## To do
Reproduce the lines of the records below, starting at the line containing "the white sea" and ending with the line containing "In this exercise you will annotate each instance of the grey", both included.

## Materials provided
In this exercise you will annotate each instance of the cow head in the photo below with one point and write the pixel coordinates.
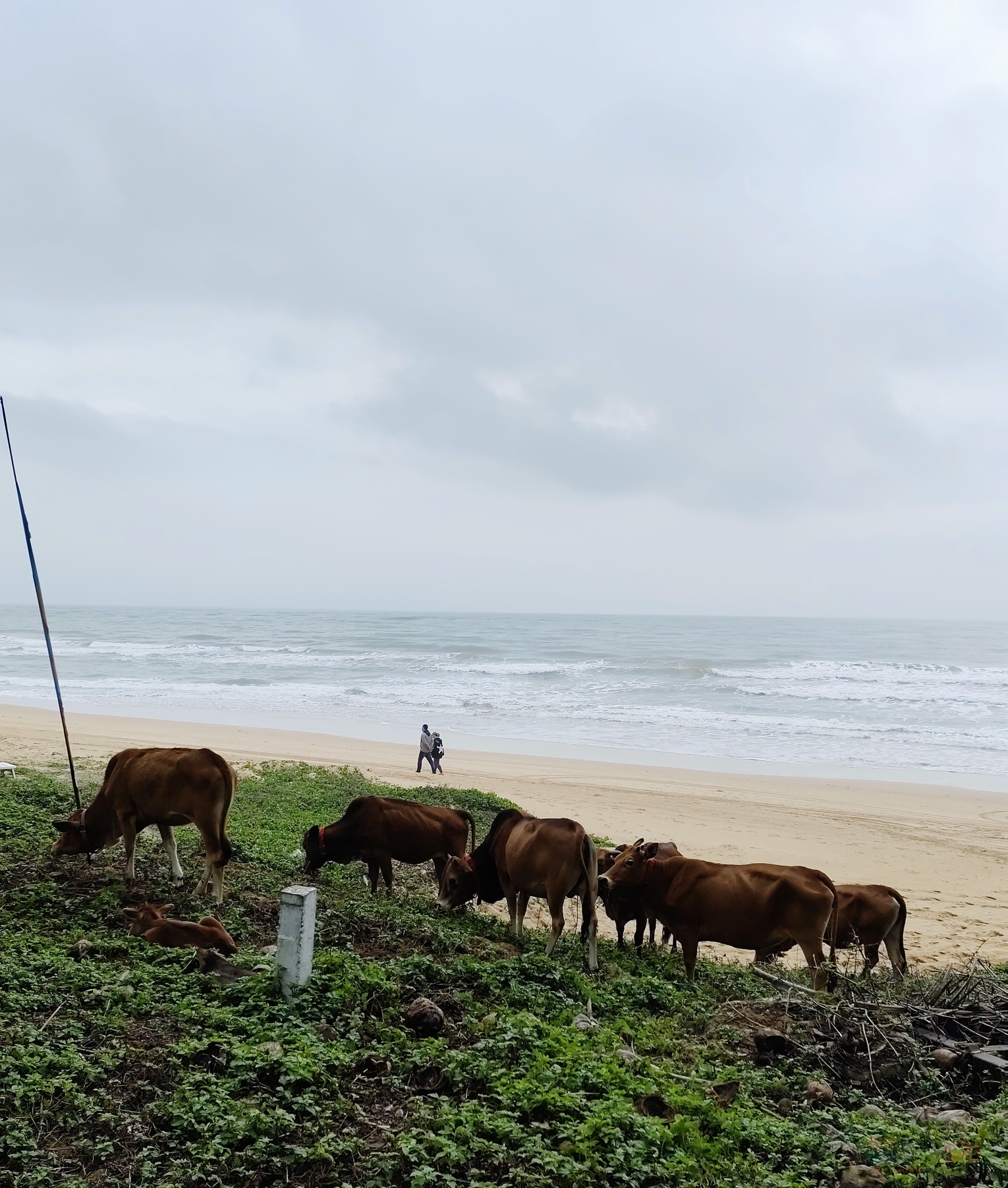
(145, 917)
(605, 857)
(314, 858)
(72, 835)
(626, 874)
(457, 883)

---

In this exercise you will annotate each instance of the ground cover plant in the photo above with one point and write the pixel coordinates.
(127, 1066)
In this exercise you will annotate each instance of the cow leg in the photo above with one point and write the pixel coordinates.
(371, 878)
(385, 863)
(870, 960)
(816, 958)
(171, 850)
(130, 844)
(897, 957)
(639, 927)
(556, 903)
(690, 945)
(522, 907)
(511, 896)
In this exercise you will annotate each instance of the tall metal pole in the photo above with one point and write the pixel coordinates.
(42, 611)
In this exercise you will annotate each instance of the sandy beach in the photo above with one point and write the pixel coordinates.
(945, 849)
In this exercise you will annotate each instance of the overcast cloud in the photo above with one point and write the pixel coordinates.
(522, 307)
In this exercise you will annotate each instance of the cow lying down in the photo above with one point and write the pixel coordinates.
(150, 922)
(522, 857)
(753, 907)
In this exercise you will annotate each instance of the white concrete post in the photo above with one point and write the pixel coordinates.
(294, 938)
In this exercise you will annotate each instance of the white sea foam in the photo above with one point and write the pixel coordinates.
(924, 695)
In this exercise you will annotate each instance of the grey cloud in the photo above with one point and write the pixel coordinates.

---

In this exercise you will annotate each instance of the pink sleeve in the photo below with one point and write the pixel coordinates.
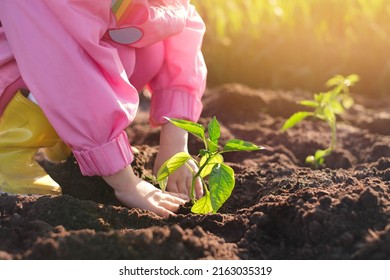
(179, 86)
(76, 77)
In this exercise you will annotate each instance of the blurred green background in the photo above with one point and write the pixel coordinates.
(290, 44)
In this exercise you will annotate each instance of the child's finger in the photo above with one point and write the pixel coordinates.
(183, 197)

## Written solution
In this exercise you will annotate each instance of the white sea foam in the photo above with one point and write the pixel coordinates.
(924, 695)
In this exercise you will annotate each instance of the grey cloud in the photo above with one point and write the pixel coordinates.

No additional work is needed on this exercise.